__Stated problem__. Everything from the line containing "give the outline of every instance of the <item>doctor" to the final line of the records below should be given again exactly, and nothing else.

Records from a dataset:
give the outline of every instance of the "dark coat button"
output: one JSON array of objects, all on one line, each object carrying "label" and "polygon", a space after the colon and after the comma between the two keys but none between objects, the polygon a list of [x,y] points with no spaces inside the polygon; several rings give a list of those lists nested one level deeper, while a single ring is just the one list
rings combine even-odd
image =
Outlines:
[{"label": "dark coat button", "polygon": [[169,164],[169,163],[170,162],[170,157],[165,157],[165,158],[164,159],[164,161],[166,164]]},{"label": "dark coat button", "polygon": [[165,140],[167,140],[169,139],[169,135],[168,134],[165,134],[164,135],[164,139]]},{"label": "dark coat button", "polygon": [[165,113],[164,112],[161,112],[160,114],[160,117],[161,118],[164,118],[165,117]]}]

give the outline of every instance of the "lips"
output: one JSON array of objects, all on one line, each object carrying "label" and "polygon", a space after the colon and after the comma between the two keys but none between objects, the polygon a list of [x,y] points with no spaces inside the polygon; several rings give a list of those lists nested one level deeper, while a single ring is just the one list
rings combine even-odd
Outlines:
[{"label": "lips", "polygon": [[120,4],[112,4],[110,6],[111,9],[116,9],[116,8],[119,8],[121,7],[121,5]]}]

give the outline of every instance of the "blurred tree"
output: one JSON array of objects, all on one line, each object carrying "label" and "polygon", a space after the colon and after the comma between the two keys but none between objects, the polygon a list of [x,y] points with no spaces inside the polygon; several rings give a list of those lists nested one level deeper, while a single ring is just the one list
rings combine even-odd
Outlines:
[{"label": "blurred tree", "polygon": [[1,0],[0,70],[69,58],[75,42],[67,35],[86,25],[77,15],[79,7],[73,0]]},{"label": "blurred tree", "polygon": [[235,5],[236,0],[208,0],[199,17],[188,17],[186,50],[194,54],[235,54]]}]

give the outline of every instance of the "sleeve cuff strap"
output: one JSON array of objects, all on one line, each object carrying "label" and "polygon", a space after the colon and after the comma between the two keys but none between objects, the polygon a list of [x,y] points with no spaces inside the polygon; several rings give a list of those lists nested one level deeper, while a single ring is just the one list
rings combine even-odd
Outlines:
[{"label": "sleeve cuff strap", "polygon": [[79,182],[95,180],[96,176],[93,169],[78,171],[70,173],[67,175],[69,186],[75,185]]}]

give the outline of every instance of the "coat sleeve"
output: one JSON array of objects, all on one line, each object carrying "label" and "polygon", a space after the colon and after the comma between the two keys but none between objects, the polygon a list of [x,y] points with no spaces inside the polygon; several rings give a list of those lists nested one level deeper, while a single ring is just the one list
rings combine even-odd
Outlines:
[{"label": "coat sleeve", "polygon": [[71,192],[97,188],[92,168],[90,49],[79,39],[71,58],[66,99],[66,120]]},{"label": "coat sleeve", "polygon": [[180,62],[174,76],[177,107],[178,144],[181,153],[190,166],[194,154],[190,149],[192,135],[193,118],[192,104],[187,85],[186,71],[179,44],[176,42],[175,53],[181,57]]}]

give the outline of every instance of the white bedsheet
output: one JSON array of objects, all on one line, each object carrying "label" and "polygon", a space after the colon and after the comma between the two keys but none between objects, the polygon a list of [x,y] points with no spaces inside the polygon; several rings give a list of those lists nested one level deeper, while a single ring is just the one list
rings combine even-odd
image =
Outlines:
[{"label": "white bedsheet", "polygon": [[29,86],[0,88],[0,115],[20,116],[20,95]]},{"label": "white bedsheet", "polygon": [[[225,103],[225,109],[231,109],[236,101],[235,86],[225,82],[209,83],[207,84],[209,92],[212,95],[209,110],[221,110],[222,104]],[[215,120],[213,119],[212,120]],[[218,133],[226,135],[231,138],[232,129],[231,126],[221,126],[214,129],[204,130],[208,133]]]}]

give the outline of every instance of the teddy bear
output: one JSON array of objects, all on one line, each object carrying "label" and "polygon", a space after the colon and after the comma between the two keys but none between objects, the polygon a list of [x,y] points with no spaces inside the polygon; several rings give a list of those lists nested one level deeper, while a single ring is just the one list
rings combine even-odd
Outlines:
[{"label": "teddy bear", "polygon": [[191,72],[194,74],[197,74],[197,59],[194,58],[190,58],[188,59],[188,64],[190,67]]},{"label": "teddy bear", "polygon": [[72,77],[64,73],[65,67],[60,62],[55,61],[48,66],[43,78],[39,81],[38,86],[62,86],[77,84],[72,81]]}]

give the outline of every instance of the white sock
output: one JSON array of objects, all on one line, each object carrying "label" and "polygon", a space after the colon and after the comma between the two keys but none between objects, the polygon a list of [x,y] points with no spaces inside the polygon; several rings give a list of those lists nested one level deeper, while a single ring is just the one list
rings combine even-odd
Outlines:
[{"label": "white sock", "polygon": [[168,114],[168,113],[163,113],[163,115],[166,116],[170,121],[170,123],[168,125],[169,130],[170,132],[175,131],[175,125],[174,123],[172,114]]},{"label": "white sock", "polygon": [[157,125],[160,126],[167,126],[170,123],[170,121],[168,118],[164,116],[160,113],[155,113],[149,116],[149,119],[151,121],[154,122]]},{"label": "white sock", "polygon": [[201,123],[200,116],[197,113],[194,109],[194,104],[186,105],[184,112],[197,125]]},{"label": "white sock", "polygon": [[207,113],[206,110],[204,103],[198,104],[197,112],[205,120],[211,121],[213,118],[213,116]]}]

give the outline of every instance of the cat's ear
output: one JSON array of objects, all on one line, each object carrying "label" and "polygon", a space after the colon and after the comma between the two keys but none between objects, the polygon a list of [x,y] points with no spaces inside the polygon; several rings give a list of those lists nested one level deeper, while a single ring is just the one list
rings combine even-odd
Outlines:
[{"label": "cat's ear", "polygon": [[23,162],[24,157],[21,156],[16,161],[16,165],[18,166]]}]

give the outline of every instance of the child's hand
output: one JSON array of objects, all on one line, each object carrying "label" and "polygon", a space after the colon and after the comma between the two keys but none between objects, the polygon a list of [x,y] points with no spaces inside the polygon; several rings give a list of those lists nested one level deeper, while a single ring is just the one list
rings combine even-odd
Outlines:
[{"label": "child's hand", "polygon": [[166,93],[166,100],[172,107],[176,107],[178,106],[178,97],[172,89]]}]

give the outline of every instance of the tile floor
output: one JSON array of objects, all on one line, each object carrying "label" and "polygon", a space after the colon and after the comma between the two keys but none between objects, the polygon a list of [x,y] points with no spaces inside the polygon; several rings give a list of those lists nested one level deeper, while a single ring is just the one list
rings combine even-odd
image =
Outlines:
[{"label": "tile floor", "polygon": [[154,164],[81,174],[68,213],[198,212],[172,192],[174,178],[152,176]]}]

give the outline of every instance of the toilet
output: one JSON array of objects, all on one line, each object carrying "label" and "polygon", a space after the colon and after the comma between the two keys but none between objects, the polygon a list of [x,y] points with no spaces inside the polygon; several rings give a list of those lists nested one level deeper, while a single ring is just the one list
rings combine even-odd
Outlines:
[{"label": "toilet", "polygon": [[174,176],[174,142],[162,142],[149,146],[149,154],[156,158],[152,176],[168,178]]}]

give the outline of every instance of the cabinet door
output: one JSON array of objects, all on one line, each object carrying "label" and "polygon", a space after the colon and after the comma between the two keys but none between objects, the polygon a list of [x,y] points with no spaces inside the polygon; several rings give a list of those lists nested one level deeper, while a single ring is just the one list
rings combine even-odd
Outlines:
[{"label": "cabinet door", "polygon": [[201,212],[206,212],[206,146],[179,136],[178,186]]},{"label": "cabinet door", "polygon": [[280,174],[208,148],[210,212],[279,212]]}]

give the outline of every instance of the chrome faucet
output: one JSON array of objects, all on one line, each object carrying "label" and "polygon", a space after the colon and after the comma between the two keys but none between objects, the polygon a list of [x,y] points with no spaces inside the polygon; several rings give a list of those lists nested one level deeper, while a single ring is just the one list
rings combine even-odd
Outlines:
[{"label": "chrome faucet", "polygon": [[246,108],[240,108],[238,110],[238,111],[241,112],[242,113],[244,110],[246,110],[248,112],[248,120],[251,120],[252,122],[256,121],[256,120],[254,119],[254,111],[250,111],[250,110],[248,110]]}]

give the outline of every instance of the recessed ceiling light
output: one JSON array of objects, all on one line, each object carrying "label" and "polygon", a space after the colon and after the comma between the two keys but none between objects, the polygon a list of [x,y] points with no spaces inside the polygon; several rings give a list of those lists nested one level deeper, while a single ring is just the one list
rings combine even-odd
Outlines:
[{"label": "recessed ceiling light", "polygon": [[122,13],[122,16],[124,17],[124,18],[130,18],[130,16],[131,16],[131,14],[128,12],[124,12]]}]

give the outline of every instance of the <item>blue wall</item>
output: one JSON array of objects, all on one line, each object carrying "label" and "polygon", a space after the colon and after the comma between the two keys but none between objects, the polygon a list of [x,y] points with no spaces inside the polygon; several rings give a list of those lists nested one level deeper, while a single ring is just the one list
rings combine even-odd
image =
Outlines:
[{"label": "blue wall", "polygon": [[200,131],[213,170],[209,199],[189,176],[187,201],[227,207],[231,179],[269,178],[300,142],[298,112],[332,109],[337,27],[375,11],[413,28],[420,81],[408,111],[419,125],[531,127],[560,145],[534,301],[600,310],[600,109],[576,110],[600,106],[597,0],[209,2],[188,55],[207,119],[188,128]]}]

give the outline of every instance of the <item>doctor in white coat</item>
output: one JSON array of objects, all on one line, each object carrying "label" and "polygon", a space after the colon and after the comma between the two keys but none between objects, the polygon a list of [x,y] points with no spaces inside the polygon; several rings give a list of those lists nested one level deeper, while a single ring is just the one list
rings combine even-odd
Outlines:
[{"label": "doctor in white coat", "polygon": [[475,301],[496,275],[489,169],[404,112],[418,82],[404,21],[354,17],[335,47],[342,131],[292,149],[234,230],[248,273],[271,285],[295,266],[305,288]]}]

__Response below__.
give the outline of every instance of the <item>doctor in white coat</item>
output: one JSON array of objects, all on one line, each object carrying "label" and "polygon", a space after the colon and after the comma between the two keys but none between objects, the polygon a list of [x,y] points with no spaces inside the polygon; several rings give a list of those lists nested one level deeper, while a single ring is just the one list
rings combine even-odd
Outlines:
[{"label": "doctor in white coat", "polygon": [[475,301],[496,275],[489,169],[404,112],[418,82],[404,21],[354,17],[335,47],[342,131],[292,149],[234,230],[248,273],[271,285],[295,266],[305,288]]}]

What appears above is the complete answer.